• [Exercices à résoudre]:
A – Recopiez mot pour mot le passage de l'extrait fourni qui commence par les mots contenant « Téléportation salvatrice » et se termine par « l’histoire du rock. ».
B – Répondez aux questions suivantes à partir de l'extrait fourni.
(i) De quel groupe est la chanson qui donne son titre au roman ?
(ii) Comment Tom a-t-il baptisé son magasin de disques ?
(iii) En quelle année précise Tom est-il projeté dans New York ?
C – D'après l'extrait fourni, par quoi les rues de New York sont-elles envahies dans les années 1970 ? Citez tous les éléments mentionnés.

• [Extrait fourni]:
===

Premier roman de Stéphane Signoret, One Way or Another est un voyage hallucinant dans le New York punk-rock des années 1970
Comme One way or another, titre de la chanson du groupe Blondie – qui donne son nom à ce roman –, d’une manière ou d’une autre, tous les chemins mènent à New-York pour Tom, le héros de cette aventure. Son rêve de devenir une rock star s’est fracassé lors d’un passage éclair et raté dans « la ville qui ne dort jamais », des années plus tôt. Désormais quadragénaire désabusé, il tente de recréer dans son magasin de disque baptisé « Little Apple » un sanctuaire dédié à la Big Apple fantasmée. Les murs de son magasin racontent son obsession : portraits de Paul Auster et de Jean-Michel Basquiat, affiches de Taxi Driver, sérigraphies de soupes Campbell signées Warhol. Dans les bacs s’alignent les vinyles du Velvet Underground et de Lou Reed. Mais Tom déprime, réalisant soudain qu’il est passé de l’âge des projets et du « tout est possible » à celui des regrets et du « trop tard ».
Téléportation salvatrice
Une nuit, victime d’une agression, Tom se retrouve projeté dans le New York des années 1970, très exactement en 1974. Ce dispositif narratif, simpliste mais redoutablement efficace, permet à Stéphane Signoret de nous transporter dans une ville alors au bord du gouffre. Les services publics ne fonctionnent pas, les rues sont envahies par les SDF, les rats et les toxicomanes, le Bronx et Harlem sont des zones de non-droit où la violence et la drogue tuent. Pourtant, c’est précisément dans ce chaos urbain, que va naître l’une des plus extraordinaires ébullitions culturelles de l’histoire du rock.

===

• [Données fournies]:
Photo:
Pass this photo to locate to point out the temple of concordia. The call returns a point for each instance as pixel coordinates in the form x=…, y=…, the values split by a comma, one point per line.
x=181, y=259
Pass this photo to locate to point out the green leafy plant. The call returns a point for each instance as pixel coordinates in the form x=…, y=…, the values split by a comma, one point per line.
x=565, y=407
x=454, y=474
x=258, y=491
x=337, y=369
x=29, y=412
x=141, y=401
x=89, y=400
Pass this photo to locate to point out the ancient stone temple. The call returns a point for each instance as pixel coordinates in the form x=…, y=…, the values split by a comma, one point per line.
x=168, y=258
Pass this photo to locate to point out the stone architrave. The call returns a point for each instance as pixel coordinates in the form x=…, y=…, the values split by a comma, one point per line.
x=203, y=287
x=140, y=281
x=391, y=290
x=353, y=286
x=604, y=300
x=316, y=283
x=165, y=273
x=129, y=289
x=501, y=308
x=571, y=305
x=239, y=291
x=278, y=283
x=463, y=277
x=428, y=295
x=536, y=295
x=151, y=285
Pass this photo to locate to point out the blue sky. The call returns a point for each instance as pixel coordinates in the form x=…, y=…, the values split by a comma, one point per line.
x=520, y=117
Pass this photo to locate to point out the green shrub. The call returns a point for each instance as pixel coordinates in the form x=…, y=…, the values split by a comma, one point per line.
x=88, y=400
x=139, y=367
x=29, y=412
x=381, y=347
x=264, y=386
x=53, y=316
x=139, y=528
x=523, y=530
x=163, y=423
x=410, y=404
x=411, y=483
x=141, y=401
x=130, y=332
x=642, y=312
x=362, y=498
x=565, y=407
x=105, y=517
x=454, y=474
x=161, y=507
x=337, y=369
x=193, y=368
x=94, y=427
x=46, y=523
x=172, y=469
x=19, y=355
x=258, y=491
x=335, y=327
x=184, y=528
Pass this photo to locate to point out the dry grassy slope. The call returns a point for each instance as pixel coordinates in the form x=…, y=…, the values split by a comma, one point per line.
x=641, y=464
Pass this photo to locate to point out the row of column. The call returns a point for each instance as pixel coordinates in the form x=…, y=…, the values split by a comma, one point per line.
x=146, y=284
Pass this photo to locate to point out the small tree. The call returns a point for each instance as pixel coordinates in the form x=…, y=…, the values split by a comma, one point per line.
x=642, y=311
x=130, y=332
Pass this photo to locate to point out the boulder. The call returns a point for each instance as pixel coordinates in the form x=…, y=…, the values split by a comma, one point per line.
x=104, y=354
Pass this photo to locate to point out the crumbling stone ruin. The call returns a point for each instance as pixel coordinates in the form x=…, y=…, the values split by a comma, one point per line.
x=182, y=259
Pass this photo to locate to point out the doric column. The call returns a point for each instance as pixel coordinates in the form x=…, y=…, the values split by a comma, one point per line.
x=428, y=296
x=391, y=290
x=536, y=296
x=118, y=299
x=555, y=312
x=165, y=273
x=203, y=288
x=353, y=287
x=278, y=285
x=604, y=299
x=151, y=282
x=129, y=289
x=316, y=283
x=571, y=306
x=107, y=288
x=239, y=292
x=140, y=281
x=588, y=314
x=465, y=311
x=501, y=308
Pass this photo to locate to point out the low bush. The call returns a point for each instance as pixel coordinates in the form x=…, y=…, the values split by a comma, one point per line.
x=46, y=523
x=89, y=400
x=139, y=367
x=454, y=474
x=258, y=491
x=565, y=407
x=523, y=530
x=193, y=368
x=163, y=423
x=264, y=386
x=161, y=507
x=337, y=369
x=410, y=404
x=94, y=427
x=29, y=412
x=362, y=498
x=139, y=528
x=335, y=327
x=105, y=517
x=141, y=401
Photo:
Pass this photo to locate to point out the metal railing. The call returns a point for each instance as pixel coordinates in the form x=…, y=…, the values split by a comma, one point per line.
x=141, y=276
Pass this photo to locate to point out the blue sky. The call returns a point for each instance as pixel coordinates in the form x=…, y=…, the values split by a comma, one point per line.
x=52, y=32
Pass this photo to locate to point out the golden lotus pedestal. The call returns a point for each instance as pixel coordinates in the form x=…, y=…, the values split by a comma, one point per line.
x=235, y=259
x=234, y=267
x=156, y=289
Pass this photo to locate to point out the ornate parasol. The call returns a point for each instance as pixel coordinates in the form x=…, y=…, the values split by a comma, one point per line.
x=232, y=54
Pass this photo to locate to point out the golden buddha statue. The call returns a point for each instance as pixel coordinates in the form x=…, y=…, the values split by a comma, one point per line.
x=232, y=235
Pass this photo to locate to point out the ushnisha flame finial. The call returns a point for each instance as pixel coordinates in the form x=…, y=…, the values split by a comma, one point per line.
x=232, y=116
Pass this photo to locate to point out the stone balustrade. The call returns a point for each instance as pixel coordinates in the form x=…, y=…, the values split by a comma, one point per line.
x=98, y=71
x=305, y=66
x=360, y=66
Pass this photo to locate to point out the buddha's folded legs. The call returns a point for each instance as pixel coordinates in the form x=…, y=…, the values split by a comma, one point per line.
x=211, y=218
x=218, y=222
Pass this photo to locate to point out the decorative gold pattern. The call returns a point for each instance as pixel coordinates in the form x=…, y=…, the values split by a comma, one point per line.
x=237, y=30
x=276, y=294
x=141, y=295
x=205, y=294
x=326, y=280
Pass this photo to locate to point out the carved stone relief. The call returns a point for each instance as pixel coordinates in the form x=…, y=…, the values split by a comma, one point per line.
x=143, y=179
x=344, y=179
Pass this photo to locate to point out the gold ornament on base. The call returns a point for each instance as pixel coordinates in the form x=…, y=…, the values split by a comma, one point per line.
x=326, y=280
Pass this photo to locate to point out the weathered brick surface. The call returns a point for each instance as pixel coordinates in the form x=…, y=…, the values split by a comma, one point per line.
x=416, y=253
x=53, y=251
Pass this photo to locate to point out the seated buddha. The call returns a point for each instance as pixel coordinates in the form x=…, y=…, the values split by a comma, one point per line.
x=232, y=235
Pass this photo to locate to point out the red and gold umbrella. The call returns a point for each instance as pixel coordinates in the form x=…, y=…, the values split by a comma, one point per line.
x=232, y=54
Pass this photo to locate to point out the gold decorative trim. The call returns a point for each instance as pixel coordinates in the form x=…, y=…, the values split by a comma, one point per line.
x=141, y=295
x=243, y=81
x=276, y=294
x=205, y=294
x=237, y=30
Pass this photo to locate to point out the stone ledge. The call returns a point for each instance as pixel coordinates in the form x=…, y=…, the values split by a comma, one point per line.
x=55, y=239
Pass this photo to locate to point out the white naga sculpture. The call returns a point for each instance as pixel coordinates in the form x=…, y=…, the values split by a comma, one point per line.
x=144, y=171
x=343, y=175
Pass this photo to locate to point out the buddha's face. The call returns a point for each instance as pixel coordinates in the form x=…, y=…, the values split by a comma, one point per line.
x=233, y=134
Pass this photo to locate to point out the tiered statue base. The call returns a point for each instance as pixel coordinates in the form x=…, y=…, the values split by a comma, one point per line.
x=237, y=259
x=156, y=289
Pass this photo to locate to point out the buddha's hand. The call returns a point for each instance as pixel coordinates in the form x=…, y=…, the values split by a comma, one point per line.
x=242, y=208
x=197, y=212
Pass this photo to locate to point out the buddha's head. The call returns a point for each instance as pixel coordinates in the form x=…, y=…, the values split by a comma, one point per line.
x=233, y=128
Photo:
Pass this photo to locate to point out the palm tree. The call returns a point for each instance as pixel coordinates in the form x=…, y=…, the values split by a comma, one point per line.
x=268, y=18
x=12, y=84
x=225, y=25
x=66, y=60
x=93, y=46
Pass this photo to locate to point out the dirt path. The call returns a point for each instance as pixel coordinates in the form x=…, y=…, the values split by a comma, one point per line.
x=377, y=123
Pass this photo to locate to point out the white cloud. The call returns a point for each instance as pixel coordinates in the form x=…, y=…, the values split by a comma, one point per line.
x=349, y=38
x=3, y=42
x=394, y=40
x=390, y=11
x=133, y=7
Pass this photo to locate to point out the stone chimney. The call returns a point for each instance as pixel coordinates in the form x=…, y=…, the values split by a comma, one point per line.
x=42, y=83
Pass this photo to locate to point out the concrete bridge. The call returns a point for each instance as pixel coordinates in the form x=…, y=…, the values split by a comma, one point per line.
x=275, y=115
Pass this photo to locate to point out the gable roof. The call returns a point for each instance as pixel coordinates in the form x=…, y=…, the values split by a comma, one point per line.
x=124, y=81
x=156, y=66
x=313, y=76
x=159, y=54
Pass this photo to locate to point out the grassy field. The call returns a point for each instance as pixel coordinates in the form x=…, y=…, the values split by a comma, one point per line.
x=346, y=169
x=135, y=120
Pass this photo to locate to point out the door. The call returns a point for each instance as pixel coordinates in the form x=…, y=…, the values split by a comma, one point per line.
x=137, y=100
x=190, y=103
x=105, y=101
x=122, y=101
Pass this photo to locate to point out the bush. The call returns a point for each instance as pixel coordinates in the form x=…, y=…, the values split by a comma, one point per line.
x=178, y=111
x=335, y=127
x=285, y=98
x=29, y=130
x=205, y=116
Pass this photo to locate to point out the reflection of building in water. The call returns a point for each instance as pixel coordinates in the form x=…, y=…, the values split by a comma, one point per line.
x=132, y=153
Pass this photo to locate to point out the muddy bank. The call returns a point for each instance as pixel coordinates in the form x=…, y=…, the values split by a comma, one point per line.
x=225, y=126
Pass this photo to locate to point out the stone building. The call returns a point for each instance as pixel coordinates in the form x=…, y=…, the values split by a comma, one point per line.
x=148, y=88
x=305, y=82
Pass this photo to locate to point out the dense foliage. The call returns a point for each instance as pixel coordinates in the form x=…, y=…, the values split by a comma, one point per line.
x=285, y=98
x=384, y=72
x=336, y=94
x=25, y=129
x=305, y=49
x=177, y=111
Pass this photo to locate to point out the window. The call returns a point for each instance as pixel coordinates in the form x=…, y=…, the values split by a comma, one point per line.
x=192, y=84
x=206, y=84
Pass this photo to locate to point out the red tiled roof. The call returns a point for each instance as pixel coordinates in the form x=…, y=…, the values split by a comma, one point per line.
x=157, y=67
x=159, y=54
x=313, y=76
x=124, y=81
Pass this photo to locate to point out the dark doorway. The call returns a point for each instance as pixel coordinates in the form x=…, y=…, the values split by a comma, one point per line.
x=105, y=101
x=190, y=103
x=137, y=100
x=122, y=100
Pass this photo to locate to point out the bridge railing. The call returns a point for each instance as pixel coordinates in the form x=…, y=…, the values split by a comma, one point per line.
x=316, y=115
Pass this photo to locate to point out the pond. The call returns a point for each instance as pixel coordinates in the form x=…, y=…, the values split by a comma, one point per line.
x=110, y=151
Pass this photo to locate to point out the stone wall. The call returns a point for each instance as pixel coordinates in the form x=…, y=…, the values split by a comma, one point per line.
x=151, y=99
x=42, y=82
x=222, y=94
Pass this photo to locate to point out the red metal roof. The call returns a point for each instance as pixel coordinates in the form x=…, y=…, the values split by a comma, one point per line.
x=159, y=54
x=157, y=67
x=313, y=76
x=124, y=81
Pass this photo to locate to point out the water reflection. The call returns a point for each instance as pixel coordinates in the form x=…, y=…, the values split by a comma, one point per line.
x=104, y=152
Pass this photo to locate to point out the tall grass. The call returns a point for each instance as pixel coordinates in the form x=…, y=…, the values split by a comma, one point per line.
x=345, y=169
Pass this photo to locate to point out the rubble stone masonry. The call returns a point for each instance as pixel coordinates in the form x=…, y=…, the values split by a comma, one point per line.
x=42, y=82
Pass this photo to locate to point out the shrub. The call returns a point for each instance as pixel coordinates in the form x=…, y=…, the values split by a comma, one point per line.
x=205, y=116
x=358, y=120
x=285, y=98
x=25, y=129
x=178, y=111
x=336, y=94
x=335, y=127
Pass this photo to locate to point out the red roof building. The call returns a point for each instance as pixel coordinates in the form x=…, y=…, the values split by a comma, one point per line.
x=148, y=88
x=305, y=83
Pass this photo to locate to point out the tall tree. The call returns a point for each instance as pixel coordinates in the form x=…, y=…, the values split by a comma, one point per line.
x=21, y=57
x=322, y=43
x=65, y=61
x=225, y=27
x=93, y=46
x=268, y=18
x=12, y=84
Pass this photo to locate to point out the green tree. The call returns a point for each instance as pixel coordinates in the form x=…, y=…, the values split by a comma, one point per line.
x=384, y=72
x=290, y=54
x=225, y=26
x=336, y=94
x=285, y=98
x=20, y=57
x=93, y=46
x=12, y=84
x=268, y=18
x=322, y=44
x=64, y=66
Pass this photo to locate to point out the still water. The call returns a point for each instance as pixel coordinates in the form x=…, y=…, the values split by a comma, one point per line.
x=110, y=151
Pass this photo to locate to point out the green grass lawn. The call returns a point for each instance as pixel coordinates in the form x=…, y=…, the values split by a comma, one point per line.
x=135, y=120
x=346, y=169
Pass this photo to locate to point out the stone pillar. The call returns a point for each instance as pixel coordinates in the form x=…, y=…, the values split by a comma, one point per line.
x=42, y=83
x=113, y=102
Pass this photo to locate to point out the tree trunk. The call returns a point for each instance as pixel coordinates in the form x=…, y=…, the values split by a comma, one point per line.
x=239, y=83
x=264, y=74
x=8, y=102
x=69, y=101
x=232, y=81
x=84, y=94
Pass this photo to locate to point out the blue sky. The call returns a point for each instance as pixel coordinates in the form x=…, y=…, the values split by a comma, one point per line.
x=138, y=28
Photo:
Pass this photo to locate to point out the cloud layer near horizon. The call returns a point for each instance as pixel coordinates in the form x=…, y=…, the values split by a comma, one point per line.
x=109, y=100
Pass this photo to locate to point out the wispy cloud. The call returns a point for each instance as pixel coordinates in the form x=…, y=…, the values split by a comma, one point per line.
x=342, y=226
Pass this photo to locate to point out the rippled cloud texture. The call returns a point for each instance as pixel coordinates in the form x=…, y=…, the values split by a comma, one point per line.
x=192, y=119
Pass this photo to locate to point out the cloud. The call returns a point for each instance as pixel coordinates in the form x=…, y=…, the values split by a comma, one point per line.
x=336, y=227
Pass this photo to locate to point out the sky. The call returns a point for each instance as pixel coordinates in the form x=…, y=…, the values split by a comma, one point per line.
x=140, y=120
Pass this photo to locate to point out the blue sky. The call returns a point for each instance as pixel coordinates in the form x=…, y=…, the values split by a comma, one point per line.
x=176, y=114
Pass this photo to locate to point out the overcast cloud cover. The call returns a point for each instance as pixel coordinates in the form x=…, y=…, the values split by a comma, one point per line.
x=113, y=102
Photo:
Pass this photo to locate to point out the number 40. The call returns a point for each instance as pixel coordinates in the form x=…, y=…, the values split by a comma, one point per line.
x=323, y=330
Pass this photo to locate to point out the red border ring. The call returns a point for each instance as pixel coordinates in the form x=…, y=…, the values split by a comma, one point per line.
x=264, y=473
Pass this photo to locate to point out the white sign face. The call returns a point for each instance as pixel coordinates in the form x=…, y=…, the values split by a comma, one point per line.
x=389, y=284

===

• [Corrigé des exercices]:
A –
Téléportation salvatrice
Une nuit, victime d’une agression, Tom se retrouve projeté dans le New York des années 1970, très exactement en 1974. Ce dispositif narratif, simpliste mais redoutablement efficace, permet à Stéphane Signoret de nous transporter dans une ville alors au bord du gouffre. Les services publics ne fonctionnent pas, les rues sont envahies par les SDF, les rats et les toxicomanes, le Bronx et Harlem sont des zones de non-droit où la violence et la drogue tuent. Pourtant, c’est précisément dans ce chaos urbain, que va naître l’une des plus extraordinaires ébullitions culturelles de l’histoire du rock.

B –
(i) Blondie.
(ii) « Little Apple ».
(iii) En 1974.

C – Les SDF, les rats et les toxicomanes.